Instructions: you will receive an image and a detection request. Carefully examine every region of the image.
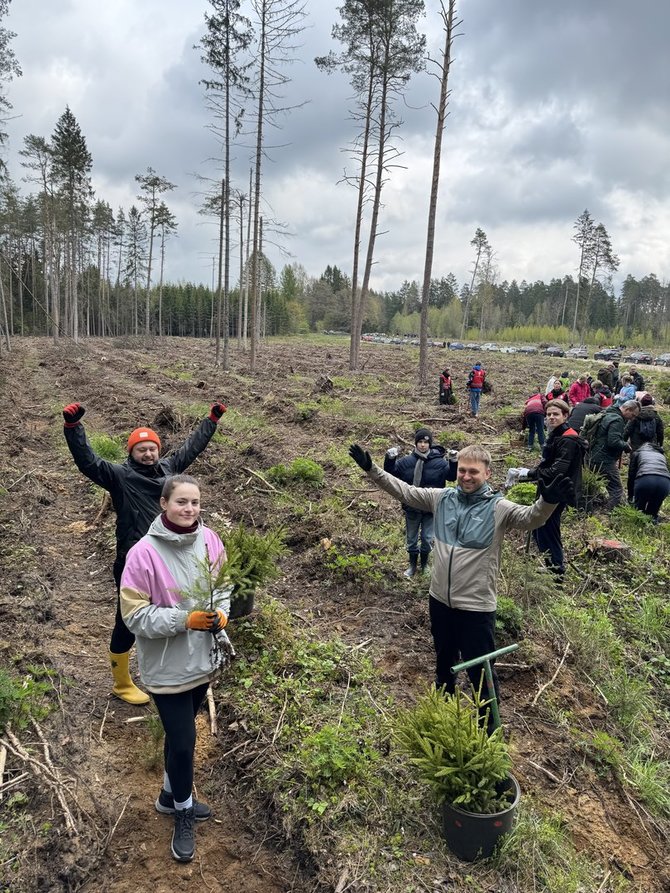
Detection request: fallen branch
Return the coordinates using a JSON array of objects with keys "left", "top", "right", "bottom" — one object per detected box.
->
[
  {"left": 207, "top": 685, "right": 218, "bottom": 735},
  {"left": 530, "top": 642, "right": 570, "bottom": 707}
]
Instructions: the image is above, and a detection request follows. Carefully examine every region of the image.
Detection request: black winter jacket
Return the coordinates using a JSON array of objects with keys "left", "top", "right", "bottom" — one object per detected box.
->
[
  {"left": 628, "top": 443, "right": 670, "bottom": 499},
  {"left": 64, "top": 418, "right": 216, "bottom": 583},
  {"left": 384, "top": 446, "right": 458, "bottom": 506},
  {"left": 623, "top": 406, "right": 665, "bottom": 450},
  {"left": 568, "top": 397, "right": 603, "bottom": 433},
  {"left": 528, "top": 421, "right": 588, "bottom": 505}
]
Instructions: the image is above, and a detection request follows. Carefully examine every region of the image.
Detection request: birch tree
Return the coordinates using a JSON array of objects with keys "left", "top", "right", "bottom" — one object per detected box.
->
[{"left": 419, "top": 0, "right": 459, "bottom": 385}]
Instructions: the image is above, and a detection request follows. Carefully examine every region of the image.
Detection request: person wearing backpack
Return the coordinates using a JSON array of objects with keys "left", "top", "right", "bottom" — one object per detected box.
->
[
  {"left": 521, "top": 388, "right": 547, "bottom": 452},
  {"left": 468, "top": 363, "right": 486, "bottom": 418},
  {"left": 623, "top": 394, "right": 665, "bottom": 450},
  {"left": 628, "top": 430, "right": 670, "bottom": 524},
  {"left": 592, "top": 400, "right": 640, "bottom": 509},
  {"left": 568, "top": 394, "right": 604, "bottom": 434},
  {"left": 527, "top": 400, "right": 588, "bottom": 583},
  {"left": 384, "top": 428, "right": 458, "bottom": 580},
  {"left": 440, "top": 369, "right": 456, "bottom": 406}
]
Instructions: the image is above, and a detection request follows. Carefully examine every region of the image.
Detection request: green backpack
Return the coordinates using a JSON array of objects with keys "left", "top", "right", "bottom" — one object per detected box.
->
[{"left": 579, "top": 412, "right": 605, "bottom": 450}]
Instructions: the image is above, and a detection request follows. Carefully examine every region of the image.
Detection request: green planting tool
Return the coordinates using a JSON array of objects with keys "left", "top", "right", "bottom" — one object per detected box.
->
[{"left": 451, "top": 645, "right": 519, "bottom": 729}]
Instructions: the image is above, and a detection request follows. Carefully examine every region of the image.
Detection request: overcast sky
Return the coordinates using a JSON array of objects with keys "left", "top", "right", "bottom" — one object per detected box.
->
[{"left": 4, "top": 0, "right": 670, "bottom": 298}]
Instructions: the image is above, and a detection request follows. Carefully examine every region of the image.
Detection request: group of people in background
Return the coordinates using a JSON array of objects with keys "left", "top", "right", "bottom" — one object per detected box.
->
[
  {"left": 522, "top": 362, "right": 670, "bottom": 522},
  {"left": 63, "top": 363, "right": 670, "bottom": 862}
]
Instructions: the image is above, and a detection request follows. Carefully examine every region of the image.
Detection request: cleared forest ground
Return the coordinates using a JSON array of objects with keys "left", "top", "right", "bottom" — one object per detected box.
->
[{"left": 0, "top": 338, "right": 670, "bottom": 893}]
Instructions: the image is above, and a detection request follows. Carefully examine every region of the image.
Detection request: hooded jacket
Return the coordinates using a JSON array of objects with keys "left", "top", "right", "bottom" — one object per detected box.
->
[
  {"left": 568, "top": 397, "right": 603, "bottom": 433},
  {"left": 384, "top": 444, "right": 458, "bottom": 487},
  {"left": 64, "top": 418, "right": 216, "bottom": 583},
  {"left": 528, "top": 420, "right": 589, "bottom": 505},
  {"left": 628, "top": 442, "right": 670, "bottom": 499},
  {"left": 368, "top": 463, "right": 556, "bottom": 611},
  {"left": 623, "top": 406, "right": 665, "bottom": 450},
  {"left": 121, "top": 515, "right": 231, "bottom": 694},
  {"left": 588, "top": 406, "right": 626, "bottom": 467}
]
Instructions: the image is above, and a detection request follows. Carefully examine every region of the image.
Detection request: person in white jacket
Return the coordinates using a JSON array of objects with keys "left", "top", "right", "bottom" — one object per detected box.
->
[
  {"left": 121, "top": 474, "right": 230, "bottom": 862},
  {"left": 349, "top": 444, "right": 574, "bottom": 731}
]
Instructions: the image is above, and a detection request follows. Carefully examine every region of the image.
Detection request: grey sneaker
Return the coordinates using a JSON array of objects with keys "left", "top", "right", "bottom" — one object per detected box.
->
[
  {"left": 155, "top": 788, "right": 212, "bottom": 822},
  {"left": 170, "top": 807, "right": 195, "bottom": 862}
]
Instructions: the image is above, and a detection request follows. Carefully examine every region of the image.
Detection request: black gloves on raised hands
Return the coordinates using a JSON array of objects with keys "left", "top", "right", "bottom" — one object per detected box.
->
[
  {"left": 349, "top": 443, "right": 372, "bottom": 471},
  {"left": 537, "top": 474, "right": 575, "bottom": 505},
  {"left": 209, "top": 402, "right": 228, "bottom": 425},
  {"left": 63, "top": 403, "right": 86, "bottom": 428}
]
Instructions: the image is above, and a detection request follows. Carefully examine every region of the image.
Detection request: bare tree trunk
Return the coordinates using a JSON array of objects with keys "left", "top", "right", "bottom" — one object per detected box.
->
[{"left": 419, "top": 0, "right": 456, "bottom": 385}]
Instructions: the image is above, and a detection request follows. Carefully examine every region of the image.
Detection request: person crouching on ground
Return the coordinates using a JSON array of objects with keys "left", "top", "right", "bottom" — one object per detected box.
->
[
  {"left": 63, "top": 403, "right": 226, "bottom": 704},
  {"left": 628, "top": 428, "right": 670, "bottom": 524},
  {"left": 349, "top": 444, "right": 572, "bottom": 732},
  {"left": 121, "top": 474, "right": 230, "bottom": 862},
  {"left": 527, "top": 400, "right": 588, "bottom": 582},
  {"left": 384, "top": 428, "right": 458, "bottom": 579}
]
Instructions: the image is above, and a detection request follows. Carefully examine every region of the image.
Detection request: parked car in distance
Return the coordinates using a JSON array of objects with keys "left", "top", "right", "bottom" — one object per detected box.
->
[
  {"left": 624, "top": 350, "right": 654, "bottom": 365},
  {"left": 565, "top": 346, "right": 589, "bottom": 360},
  {"left": 593, "top": 347, "right": 621, "bottom": 362}
]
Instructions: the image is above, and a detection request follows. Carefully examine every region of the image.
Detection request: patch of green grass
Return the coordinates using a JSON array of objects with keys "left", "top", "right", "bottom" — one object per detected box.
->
[
  {"left": 86, "top": 431, "right": 130, "bottom": 462},
  {"left": 266, "top": 457, "right": 323, "bottom": 487}
]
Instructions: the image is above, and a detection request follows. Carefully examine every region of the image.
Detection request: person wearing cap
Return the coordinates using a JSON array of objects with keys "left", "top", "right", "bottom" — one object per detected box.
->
[
  {"left": 623, "top": 393, "right": 665, "bottom": 450},
  {"left": 63, "top": 402, "right": 226, "bottom": 704},
  {"left": 384, "top": 428, "right": 458, "bottom": 579},
  {"left": 467, "top": 362, "right": 486, "bottom": 418}
]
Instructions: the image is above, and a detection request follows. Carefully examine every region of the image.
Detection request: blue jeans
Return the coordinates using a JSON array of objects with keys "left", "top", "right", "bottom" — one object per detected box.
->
[
  {"left": 403, "top": 506, "right": 433, "bottom": 555},
  {"left": 526, "top": 412, "right": 544, "bottom": 450},
  {"left": 470, "top": 388, "right": 482, "bottom": 415}
]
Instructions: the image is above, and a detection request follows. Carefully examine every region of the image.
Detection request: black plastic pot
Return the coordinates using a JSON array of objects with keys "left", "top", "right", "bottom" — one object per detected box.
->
[
  {"left": 442, "top": 775, "right": 521, "bottom": 862},
  {"left": 228, "top": 592, "right": 256, "bottom": 620}
]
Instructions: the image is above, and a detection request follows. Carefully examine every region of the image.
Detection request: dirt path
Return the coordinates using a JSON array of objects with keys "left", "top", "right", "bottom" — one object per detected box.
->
[
  {"left": 0, "top": 339, "right": 670, "bottom": 893},
  {"left": 2, "top": 342, "right": 310, "bottom": 893}
]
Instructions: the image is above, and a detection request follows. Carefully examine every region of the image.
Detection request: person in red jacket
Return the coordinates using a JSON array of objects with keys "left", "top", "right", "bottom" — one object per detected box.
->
[
  {"left": 521, "top": 388, "right": 547, "bottom": 450},
  {"left": 468, "top": 363, "right": 486, "bottom": 418},
  {"left": 528, "top": 400, "right": 587, "bottom": 583},
  {"left": 568, "top": 375, "right": 591, "bottom": 406}
]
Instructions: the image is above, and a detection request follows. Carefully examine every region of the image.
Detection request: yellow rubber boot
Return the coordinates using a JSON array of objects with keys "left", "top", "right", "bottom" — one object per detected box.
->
[{"left": 109, "top": 651, "right": 150, "bottom": 704}]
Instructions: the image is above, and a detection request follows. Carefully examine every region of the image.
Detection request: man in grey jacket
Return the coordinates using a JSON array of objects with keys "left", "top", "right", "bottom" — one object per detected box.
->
[{"left": 349, "top": 444, "right": 574, "bottom": 730}]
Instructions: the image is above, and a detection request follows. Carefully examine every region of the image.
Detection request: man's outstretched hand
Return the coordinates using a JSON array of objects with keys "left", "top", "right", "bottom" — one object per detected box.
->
[
  {"left": 63, "top": 403, "right": 86, "bottom": 428},
  {"left": 349, "top": 443, "right": 372, "bottom": 471},
  {"left": 538, "top": 474, "right": 575, "bottom": 504},
  {"left": 209, "top": 402, "right": 228, "bottom": 425}
]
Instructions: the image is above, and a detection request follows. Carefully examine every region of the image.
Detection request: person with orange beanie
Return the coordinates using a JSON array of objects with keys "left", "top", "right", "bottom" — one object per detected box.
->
[{"left": 63, "top": 401, "right": 226, "bottom": 704}]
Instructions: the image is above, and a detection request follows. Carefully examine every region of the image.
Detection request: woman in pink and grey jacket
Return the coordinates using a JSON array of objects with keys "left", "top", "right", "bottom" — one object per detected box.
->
[{"left": 121, "top": 474, "right": 230, "bottom": 862}]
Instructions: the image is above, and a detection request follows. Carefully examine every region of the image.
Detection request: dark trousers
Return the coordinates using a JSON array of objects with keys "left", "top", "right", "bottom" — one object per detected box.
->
[
  {"left": 428, "top": 596, "right": 498, "bottom": 712},
  {"left": 526, "top": 412, "right": 544, "bottom": 449},
  {"left": 151, "top": 682, "right": 207, "bottom": 803},
  {"left": 109, "top": 558, "right": 135, "bottom": 654},
  {"left": 633, "top": 474, "right": 670, "bottom": 518},
  {"left": 533, "top": 502, "right": 565, "bottom": 574}
]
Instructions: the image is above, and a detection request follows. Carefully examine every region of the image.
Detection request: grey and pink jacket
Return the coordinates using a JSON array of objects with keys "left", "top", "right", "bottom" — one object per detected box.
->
[{"left": 121, "top": 515, "right": 231, "bottom": 694}]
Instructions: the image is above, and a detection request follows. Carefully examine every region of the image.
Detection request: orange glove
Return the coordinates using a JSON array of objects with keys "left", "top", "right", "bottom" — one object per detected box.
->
[
  {"left": 210, "top": 608, "right": 228, "bottom": 633},
  {"left": 186, "top": 611, "right": 228, "bottom": 633}
]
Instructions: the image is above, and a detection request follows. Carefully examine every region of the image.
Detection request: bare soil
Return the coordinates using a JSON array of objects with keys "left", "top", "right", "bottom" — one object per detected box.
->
[{"left": 0, "top": 338, "right": 670, "bottom": 893}]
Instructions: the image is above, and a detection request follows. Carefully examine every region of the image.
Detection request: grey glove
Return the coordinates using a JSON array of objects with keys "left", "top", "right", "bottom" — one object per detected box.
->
[{"left": 349, "top": 443, "right": 372, "bottom": 471}]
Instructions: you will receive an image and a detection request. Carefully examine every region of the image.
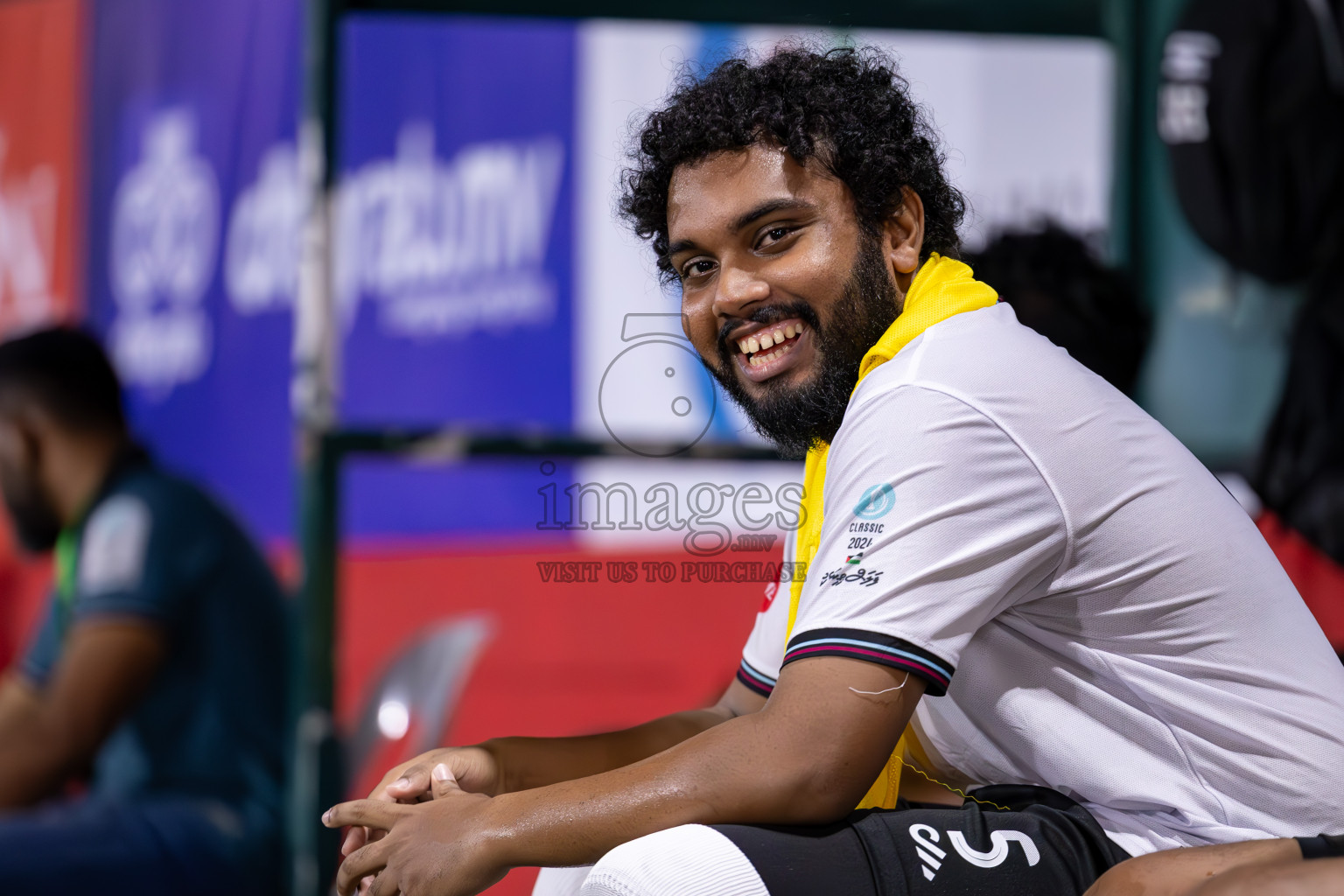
-=-=-=-=-
— Job —
From the rows above, pull out each line that contains the word "person", copying each one in full.

— The reply —
Detection request: person wearing backpack
Detection request: person in white jacket
Detection request: person crouching on ground
Detection request: person wearing cap
Detection request: person in red jacket
Detection request: person with orange beanie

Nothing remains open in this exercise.